PROBLEM DESCRIPTION :: Every record must be copied out exactly.

== == ==

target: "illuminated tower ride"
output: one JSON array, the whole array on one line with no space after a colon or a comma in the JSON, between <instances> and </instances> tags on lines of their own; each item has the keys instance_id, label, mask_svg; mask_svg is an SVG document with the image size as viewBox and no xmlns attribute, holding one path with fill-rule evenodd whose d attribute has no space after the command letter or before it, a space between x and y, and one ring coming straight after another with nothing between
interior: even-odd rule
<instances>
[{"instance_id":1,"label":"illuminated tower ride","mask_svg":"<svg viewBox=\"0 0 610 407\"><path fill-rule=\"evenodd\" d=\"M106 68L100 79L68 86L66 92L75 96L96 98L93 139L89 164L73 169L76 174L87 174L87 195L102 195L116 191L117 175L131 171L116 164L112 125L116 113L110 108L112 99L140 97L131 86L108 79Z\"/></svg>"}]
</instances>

== == ==

RESPONSE TO THE EXERCISE ::
target: "illuminated tower ride"
output: one JSON array, the whole array on one line with no space after a colon or a comma in the JSON, between <instances> and </instances> tags on lines of their own; each item has the keys instance_id, label, mask_svg; mask_svg is an SVG document with the image size as viewBox and no xmlns attribute, holding one path with fill-rule evenodd whose d attribute has no space after the command letter or before it, a space between x and y, and one ring coming straight after another with nothing between
interior: even-odd rule
<instances>
[{"instance_id":1,"label":"illuminated tower ride","mask_svg":"<svg viewBox=\"0 0 610 407\"><path fill-rule=\"evenodd\" d=\"M106 68L100 79L68 86L66 92L75 96L96 98L93 139L89 164L73 169L76 174L87 174L87 195L102 195L116 191L117 175L131 171L116 164L112 125L116 113L110 108L112 99L140 97L131 86L108 79Z\"/></svg>"}]
</instances>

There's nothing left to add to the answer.